* _WHAT TO WORK ON_:
Every line in the records below with the string "instance" is to be copied out.

Stored items
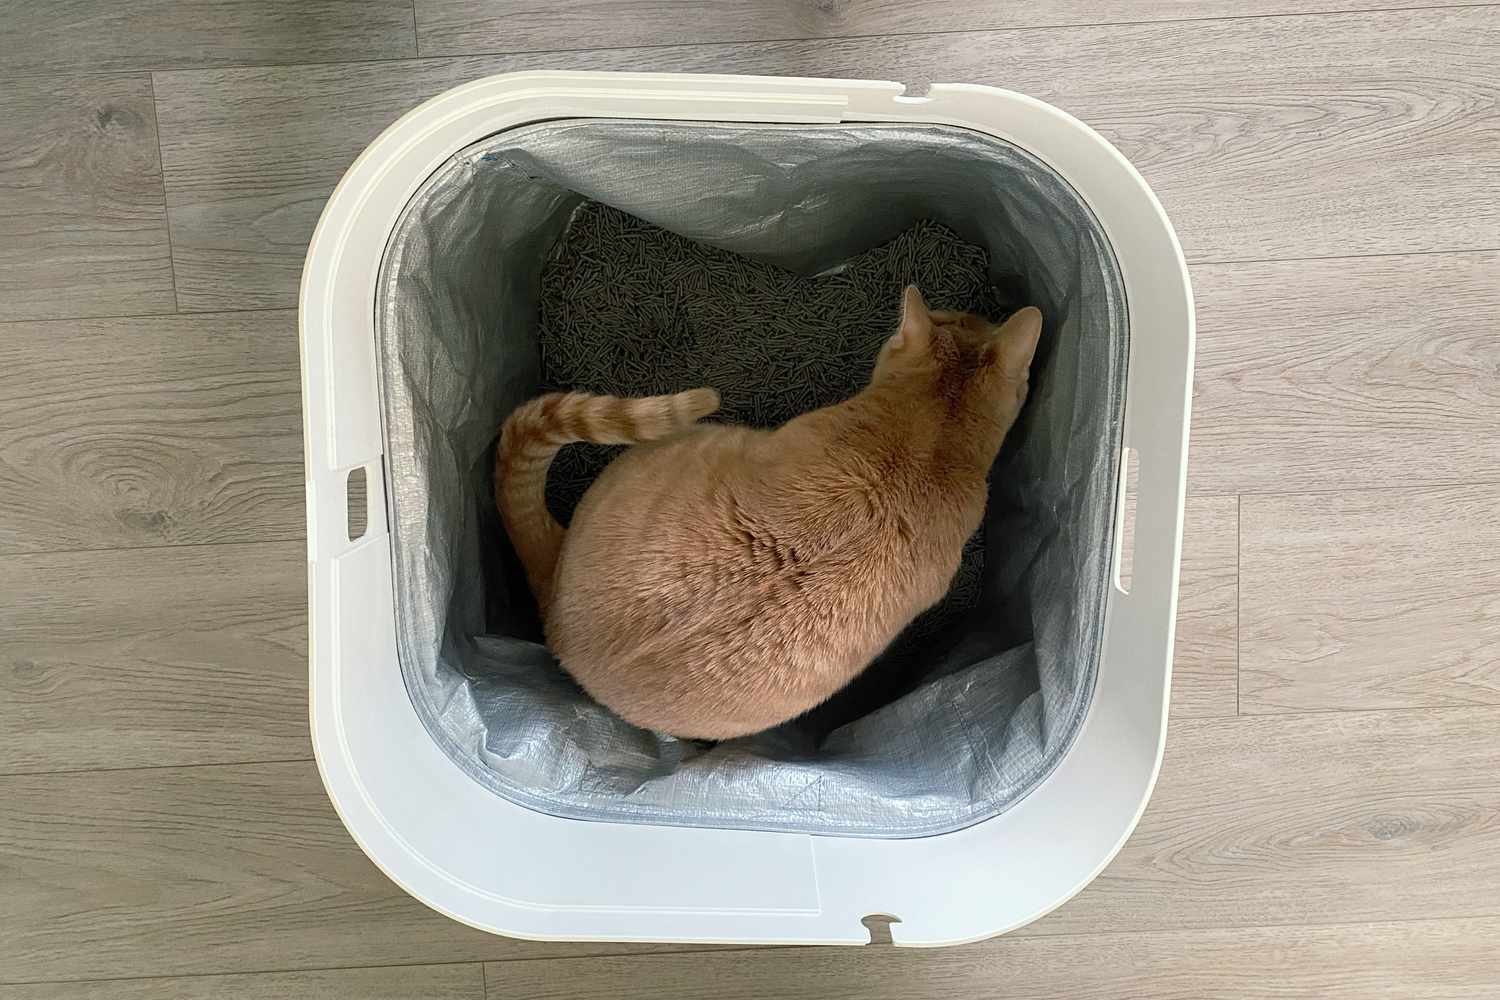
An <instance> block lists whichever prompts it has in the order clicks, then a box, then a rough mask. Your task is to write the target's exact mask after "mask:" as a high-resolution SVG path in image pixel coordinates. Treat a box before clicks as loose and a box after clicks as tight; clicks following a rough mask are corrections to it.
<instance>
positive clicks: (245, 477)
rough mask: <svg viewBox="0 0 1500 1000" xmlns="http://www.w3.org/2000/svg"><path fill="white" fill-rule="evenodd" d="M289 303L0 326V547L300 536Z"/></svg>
mask: <svg viewBox="0 0 1500 1000" xmlns="http://www.w3.org/2000/svg"><path fill="white" fill-rule="evenodd" d="M300 387H302V382H300V375H299V360H297V316H296V315H294V313H290V312H284V313H231V315H204V316H192V318H187V316H159V318H150V319H147V318H136V319H90V321H68V322H62V321H60V322H30V324H0V555H3V553H13V552H42V550H58V549H104V547H129V546H157V544H190V543H222V541H251V540H272V538H300V537H302V534H303V523H305V517H306V505H305V502H303V469H302V402H300V399H302V397H300V393H302V388H300Z"/></svg>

* _RESULT FOR THIS EXERCISE_:
An <instance> block lists whichever prompts it has in the order clicks, then a box, then a rough mask. Your task is to write the target's exact mask after "mask:" as a high-resolution SVG path in image pixel coordinates. Treat a box before clicks as loose and a box after clicks as tight; clicks following a rough mask are corrections to it.
<instance>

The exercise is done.